● Description of the task: Copy out the blog excerpt on Lee v Ashers and the finality clause below word for word, in full.

Lee v Ashers Baking Company Ltd [2018] UKSC 49 (‘gay cake’ case) has probably not escaped the attention of any public lawyer. As Anurag Deb & Conor McCormick have usefully pointed out in a recent blog post, however, what may have been overlooked is that this case is not only important from a human rights or equality perspective, but from an administrative law perspective too. This is because the case contains a judgment, delivered by Lord Mance, which offers the unanimous court’s view on the meaning of a finality clause contained in the County Courts (Northern Ireland) Order 1980.
This blog has three aims. Firstly, it offers an overview of the Supreme Court’s approach to the finality clause in Lee v Ashers. Secondly, it engages and take issue with Deb & McCormick’s critique of Lord Mance’s judgment. Thirdly, it offers some concluding reflections on the importance of this case for the ongoing Privacy International litigation.
The Finality Clause
The Court of Appeal of Northern Ireland (‘NICA’) handed down judgment in the Lee v Asher litigation on 26th October 2016. A week passed between this date and the making of the final order. In this interim period, the Attorney General for Northern Ireland (‘AG’) invoked a power contained in Schedule 10, para 33 of the Northern Ireland Act 1998 to ‘require [the NICA] to refer to the Supreme Court any devolution issue which has arisen in proceedings before it.’ This gave rise to an important question for NICA: was it required to comply with the AG’s direction? The NICA concluded that it was not.

● Information given:

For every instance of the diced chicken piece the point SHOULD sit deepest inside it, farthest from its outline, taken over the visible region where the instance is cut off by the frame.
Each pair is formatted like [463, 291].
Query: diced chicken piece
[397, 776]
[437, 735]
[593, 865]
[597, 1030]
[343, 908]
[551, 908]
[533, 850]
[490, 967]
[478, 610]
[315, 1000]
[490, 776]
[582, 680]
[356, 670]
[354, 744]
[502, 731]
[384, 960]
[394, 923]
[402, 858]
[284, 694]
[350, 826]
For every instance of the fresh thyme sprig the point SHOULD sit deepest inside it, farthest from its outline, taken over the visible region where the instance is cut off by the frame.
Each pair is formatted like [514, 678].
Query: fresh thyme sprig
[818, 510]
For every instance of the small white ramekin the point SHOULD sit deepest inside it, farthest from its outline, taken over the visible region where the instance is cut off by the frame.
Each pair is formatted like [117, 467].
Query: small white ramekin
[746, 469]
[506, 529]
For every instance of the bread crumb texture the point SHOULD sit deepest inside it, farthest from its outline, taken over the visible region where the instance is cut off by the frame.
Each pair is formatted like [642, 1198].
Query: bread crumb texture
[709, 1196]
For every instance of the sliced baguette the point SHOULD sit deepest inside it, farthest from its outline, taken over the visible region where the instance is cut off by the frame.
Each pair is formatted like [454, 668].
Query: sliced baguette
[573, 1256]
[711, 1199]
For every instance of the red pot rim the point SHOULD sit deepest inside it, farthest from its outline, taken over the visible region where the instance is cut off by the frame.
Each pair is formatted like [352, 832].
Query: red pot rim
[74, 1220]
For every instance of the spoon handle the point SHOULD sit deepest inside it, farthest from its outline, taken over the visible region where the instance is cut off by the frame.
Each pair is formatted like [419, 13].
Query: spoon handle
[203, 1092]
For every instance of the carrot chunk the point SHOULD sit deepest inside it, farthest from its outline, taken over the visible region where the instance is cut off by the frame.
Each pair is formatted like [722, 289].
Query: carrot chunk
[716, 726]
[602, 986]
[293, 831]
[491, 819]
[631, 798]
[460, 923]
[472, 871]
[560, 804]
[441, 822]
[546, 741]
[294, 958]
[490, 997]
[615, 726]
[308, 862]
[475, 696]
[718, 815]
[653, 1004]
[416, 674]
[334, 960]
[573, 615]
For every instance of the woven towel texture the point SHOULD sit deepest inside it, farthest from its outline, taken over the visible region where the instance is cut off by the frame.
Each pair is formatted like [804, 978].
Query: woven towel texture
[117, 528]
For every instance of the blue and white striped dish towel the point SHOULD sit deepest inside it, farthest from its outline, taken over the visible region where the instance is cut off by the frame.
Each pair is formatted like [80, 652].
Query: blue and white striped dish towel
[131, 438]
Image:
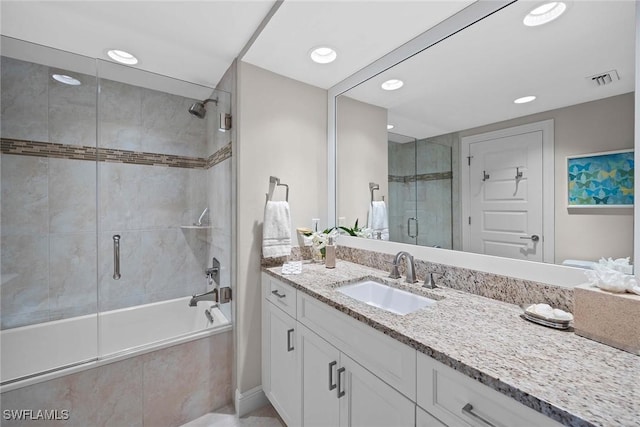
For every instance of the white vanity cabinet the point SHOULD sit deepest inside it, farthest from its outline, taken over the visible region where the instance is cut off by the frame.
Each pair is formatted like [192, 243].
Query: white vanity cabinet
[320, 367]
[280, 350]
[337, 391]
[458, 400]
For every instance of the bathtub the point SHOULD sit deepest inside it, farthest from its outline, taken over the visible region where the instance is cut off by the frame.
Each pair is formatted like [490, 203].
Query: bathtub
[34, 353]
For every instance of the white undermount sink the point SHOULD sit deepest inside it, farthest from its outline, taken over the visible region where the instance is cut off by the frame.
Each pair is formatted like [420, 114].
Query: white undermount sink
[385, 297]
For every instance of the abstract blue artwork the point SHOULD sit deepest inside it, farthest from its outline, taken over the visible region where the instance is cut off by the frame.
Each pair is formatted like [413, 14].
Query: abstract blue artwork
[601, 179]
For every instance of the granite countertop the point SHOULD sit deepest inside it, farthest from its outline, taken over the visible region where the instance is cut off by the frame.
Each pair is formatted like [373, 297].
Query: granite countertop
[571, 379]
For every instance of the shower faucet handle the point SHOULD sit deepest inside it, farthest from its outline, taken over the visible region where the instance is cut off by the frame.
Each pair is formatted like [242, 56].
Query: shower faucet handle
[214, 271]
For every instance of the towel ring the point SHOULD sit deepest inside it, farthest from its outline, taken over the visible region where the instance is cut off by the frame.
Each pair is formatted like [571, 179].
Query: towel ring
[373, 186]
[276, 181]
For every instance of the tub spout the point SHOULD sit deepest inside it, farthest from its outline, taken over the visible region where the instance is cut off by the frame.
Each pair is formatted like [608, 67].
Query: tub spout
[207, 296]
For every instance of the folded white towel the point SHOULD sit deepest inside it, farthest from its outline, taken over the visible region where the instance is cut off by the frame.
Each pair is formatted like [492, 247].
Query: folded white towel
[378, 219]
[276, 230]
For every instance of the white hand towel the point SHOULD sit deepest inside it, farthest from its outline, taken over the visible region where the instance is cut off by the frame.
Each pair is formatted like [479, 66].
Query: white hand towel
[276, 230]
[379, 220]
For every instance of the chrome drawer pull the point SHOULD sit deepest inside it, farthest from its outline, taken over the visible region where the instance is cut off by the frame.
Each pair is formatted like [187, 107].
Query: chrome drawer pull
[332, 385]
[289, 345]
[278, 294]
[468, 410]
[341, 392]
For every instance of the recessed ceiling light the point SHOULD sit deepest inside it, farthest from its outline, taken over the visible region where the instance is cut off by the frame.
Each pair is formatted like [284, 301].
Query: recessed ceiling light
[392, 84]
[524, 99]
[122, 57]
[544, 13]
[323, 55]
[68, 80]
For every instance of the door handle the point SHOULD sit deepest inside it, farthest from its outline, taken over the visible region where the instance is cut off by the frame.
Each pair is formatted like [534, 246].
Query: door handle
[332, 385]
[116, 257]
[409, 227]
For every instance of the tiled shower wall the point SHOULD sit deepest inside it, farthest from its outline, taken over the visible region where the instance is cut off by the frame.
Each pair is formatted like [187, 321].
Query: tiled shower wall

● Answer to the problem:
Lee v Ashers Baking Company Ltd [2018] UKSC 49 (‘gay cake’ case) has probably not escaped the attention of any public lawyer. As Anurag Deb & Conor McCormick have usefully pointed out in a recent blog post, however, what may have been overlooked is that this case is not only important from a human rights or equality perspective, but from an administrative law perspective too. This is because the case contains a judgment, delivered by Lord Mance, which offers the unanimous court’s view on the meaning of a finality clause contained in the County Courts (Northern Ireland) Order 1980.
This blog has three aims. Firstly, it offers an overview of the Supreme Court’s approach to the finality clause in Lee v Ashers. Secondly, it engages and take issue with Deb & McCormick’s critique of Lord Mance’s judgment. Thirdly, it offers some concluding reflections on the importance of this case for the ongoing Privacy International litigation.
The Finality Clause
The Court of Appeal of Northern Ireland (‘NICA’) handed down judgment in the Lee v Asher litigation on 26th October 2016. A week passed between this date and the making of the final order. In this interim period, the Attorney General for Northern Ireland (‘AG’) invoked a power contained in Schedule 10, para 33 of the Northern Ireland Act 1998 to ‘require [the NICA] to refer to the Supreme Court any devolution issue which has arisen in proceedings before it.’ This gave rise to an important question for NICA: was it required to comply with the AG’s direction? The NICA concluded that it was not.